Set exercise: All entries below are to be set down again, identical to the source.

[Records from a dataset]
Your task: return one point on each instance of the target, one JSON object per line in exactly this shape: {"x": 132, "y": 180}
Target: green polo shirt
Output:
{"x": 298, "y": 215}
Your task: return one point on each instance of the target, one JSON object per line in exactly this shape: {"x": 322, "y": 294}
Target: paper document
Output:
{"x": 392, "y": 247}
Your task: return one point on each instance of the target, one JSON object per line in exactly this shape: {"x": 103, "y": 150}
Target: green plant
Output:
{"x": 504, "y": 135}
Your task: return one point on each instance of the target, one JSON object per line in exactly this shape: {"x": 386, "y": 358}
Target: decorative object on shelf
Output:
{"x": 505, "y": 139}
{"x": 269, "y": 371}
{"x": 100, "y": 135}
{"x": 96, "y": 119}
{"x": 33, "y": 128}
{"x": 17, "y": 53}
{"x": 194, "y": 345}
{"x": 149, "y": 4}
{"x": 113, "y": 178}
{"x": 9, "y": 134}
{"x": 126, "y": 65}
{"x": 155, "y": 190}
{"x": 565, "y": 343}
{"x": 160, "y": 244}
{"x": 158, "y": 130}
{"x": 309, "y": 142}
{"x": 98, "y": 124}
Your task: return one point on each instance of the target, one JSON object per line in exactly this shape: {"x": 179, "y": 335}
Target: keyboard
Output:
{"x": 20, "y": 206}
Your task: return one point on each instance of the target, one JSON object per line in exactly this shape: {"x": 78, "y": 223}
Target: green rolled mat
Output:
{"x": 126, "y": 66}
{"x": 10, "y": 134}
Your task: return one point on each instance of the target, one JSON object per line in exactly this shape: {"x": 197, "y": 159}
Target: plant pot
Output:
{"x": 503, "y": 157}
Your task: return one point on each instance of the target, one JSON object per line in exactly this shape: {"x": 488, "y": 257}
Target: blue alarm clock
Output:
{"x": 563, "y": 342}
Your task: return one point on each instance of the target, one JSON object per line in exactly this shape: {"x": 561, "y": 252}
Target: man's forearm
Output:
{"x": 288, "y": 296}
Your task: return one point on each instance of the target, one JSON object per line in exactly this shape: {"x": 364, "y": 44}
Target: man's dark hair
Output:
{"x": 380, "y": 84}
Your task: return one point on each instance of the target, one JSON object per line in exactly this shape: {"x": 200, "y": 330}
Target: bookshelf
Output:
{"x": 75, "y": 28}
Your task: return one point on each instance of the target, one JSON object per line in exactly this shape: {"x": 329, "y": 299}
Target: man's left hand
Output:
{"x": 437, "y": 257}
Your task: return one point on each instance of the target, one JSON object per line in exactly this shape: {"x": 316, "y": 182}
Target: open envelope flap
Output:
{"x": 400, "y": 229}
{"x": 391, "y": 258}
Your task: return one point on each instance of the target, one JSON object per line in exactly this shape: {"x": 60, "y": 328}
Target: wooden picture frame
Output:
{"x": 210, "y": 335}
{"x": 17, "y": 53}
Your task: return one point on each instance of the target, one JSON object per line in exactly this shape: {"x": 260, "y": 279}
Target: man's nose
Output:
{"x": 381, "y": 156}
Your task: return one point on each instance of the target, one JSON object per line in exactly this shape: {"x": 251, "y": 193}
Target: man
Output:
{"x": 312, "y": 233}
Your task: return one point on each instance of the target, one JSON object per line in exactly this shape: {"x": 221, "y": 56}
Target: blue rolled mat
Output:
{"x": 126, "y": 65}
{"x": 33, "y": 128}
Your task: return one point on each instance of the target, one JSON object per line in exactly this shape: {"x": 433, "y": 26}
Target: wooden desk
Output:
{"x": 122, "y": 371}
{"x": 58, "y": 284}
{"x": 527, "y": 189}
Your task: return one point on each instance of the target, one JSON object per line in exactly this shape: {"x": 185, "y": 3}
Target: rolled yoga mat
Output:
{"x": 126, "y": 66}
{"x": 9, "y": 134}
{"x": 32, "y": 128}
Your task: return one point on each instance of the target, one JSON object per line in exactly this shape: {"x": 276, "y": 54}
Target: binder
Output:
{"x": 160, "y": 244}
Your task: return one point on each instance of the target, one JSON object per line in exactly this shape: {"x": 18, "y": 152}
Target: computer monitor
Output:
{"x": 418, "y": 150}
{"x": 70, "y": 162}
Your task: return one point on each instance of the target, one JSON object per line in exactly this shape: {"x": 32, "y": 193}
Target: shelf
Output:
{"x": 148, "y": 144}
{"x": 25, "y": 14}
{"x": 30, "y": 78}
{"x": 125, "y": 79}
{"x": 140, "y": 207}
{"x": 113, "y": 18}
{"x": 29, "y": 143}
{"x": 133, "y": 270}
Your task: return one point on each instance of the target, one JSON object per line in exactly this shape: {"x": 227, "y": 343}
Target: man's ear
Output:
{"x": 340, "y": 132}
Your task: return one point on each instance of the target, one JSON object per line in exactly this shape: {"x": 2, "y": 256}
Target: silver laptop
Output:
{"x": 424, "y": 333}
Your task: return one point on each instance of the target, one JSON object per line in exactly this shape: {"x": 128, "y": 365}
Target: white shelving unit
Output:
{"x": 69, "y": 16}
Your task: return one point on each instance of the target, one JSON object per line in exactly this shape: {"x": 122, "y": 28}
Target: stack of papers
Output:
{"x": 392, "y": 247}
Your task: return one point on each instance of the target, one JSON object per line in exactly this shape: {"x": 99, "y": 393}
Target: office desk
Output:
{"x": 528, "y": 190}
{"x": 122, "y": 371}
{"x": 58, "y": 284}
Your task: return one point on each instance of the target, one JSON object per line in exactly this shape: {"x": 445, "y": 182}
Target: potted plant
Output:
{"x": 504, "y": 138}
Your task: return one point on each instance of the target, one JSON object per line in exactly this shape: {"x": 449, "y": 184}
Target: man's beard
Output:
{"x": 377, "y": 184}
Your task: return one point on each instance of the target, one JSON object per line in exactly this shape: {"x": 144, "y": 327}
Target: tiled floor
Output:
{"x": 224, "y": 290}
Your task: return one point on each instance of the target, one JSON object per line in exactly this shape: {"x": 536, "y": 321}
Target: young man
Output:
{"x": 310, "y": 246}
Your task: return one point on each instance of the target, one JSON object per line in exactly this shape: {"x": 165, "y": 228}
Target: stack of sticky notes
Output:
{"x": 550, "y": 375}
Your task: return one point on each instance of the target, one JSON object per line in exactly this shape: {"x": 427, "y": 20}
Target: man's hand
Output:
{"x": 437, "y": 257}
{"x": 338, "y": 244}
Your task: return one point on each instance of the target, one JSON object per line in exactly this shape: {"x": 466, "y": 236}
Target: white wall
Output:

Exercise result:
Your task: return one point on each instance of the target, one JSON object per line in exactly this shape: {"x": 132, "y": 180}
Target: green polo shirt
Output:
{"x": 298, "y": 215}
Your task: return one point on each instance of the target, one JSON object per line in exactly this shape: {"x": 322, "y": 294}
Target: paper document
Output:
{"x": 392, "y": 247}
Your task: return one point on each instance of the target, one JSON object per line in exactly this shape: {"x": 103, "y": 150}
Target: green plant
Output:
{"x": 504, "y": 135}
Your task: return one point on each instance of the target, one JSON object per line in exactly this shape: {"x": 386, "y": 358}
Target: decorative object on shelf
Output:
{"x": 505, "y": 139}
{"x": 269, "y": 371}
{"x": 100, "y": 135}
{"x": 96, "y": 119}
{"x": 33, "y": 128}
{"x": 17, "y": 53}
{"x": 194, "y": 345}
{"x": 149, "y": 4}
{"x": 113, "y": 178}
{"x": 9, "y": 134}
{"x": 126, "y": 65}
{"x": 155, "y": 190}
{"x": 565, "y": 343}
{"x": 160, "y": 244}
{"x": 158, "y": 130}
{"x": 309, "y": 142}
{"x": 98, "y": 124}
Your task: return one point on each instance of the target, one JSON object per line in exactly this shape: {"x": 179, "y": 335}
Target: keyboard
Output:
{"x": 20, "y": 206}
Your task: return one point on each instance of the target, one JSON object per line in exactly this shape: {"x": 78, "y": 223}
Target: green rolled mat
Output:
{"x": 126, "y": 66}
{"x": 10, "y": 134}
Your task: return one point on each instance of the target, one JSON object per line in exactly this shape: {"x": 197, "y": 159}
Target: plant pot
Output:
{"x": 503, "y": 157}
Your task: return one point on each instance of the target, one JSON object per line in exactly this shape: {"x": 488, "y": 257}
Target: blue alarm clock
Output:
{"x": 563, "y": 342}
Your task: return one point on each instance of the target, one JSON object per line in exactly this shape: {"x": 561, "y": 252}
Target: man's forearm
Output:
{"x": 288, "y": 296}
Your task: return one point on each instance of the target, one JSON object per line in exactly this shape: {"x": 364, "y": 44}
Target: man's dark hair
Output:
{"x": 380, "y": 84}
Your task: return one point on each instance of the target, one JSON object per line in exactly this shape: {"x": 200, "y": 330}
Target: bookshelf
Output:
{"x": 75, "y": 28}
Your task: return one point on each instance of the target, one JSON object per line in exactly this shape: {"x": 329, "y": 299}
Target: man's left hand
Output:
{"x": 437, "y": 257}
Your task: return one point on each instance of the target, one JSON object per line in exactly this shape: {"x": 316, "y": 182}
Target: open envelope flap
Output:
{"x": 400, "y": 229}
{"x": 391, "y": 258}
Your task: return one point on each instance of the target, one JSON object per line in exactly this shape: {"x": 60, "y": 328}
Target: wooden picture frame
Output:
{"x": 210, "y": 335}
{"x": 17, "y": 53}
Your task: return one point on each instance of the target, one JSON object per line in exactly this shape: {"x": 260, "y": 279}
Target: man's nose
Output:
{"x": 381, "y": 156}
Your task: return one point on each instance of the target, one JSON object per line in exactly this shape: {"x": 251, "y": 193}
Target: man
Output:
{"x": 312, "y": 233}
Your task: return one point on each instance of the target, one JSON object per line in exactly this shape: {"x": 221, "y": 56}
Target: blue rolled mat
Output:
{"x": 126, "y": 65}
{"x": 33, "y": 128}
Your task: return one point on each instance of the target, one JSON object per line in exactly this shape: {"x": 433, "y": 26}
Target: wooden desk
Output:
{"x": 122, "y": 371}
{"x": 58, "y": 284}
{"x": 527, "y": 189}
Your task: return one point on each instance of the target, one JSON object per line in exactly this shape: {"x": 185, "y": 3}
Target: rolled yoga mat
Output:
{"x": 126, "y": 66}
{"x": 9, "y": 134}
{"x": 32, "y": 128}
Your task: return one point on each instance of the target, one JSON object per line in exactly this shape: {"x": 276, "y": 54}
Target: binder
Output:
{"x": 160, "y": 244}
Your task: return one point on each instance of the target, one JSON object per line in exactly this shape: {"x": 18, "y": 152}
Target: computer monitor
Output:
{"x": 418, "y": 150}
{"x": 70, "y": 162}
Your task: return one point on each instance of the target, one JSON object per line in exactly this shape: {"x": 32, "y": 193}
Target: shelf
Output:
{"x": 148, "y": 144}
{"x": 25, "y": 14}
{"x": 30, "y": 78}
{"x": 125, "y": 79}
{"x": 140, "y": 207}
{"x": 113, "y": 18}
{"x": 29, "y": 143}
{"x": 133, "y": 270}
Your task: return one point on each instance of the target, one JSON object per line in exactly this shape: {"x": 227, "y": 343}
Target: man's ear
Output:
{"x": 340, "y": 132}
Your task: return one point on each instance of the target, one JSON object per line in exactly this shape: {"x": 2, "y": 256}
Target: silver laptop
Output:
{"x": 424, "y": 333}
Your task: return one point on each instance of the target, one JSON object per line in exactly this shape: {"x": 128, "y": 365}
Target: white shelving unit
Output:
{"x": 69, "y": 16}
Your task: return one point on each instance of the target, one JSON object per line in exactly this shape: {"x": 122, "y": 28}
Target: stack of papers
Output:
{"x": 392, "y": 247}
Your task: return one point on each instance of the target, one JSON object per line in exactly this shape: {"x": 99, "y": 393}
Target: office desk
Output:
{"x": 528, "y": 190}
{"x": 122, "y": 371}
{"x": 58, "y": 284}
Your task: return one point on each instance of the target, one JSON object per line in exactly this shape: {"x": 445, "y": 182}
Target: potted plant
Output:
{"x": 504, "y": 138}
Your task: return one point on each instance of the target, one JSON object per line in exactly this shape: {"x": 449, "y": 184}
Target: man's beard
Output:
{"x": 377, "y": 184}
Your task: return one point on each instance of the target, one JSON object per line in exactly this shape: {"x": 144, "y": 327}
Target: tiled floor
Output:
{"x": 224, "y": 290}
Your task: return one point on each instance of the target, one JSON object per line in exactly this shape: {"x": 536, "y": 321}
Target: young man
Output:
{"x": 310, "y": 246}
Your task: return one point on each instance of the target, one JSON object per line in exactly this shape: {"x": 165, "y": 228}
Target: stack of sticky notes
Output:
{"x": 550, "y": 375}
Your task: return one point on each instance of the target, one JSON object per line in exactly this shape: {"x": 427, "y": 20}
Target: man's hand
Output:
{"x": 437, "y": 257}
{"x": 338, "y": 244}
Your task: return one point on each instance of the target, one JSON object per line in exactly this shape: {"x": 466, "y": 236}
Target: white wall
Output:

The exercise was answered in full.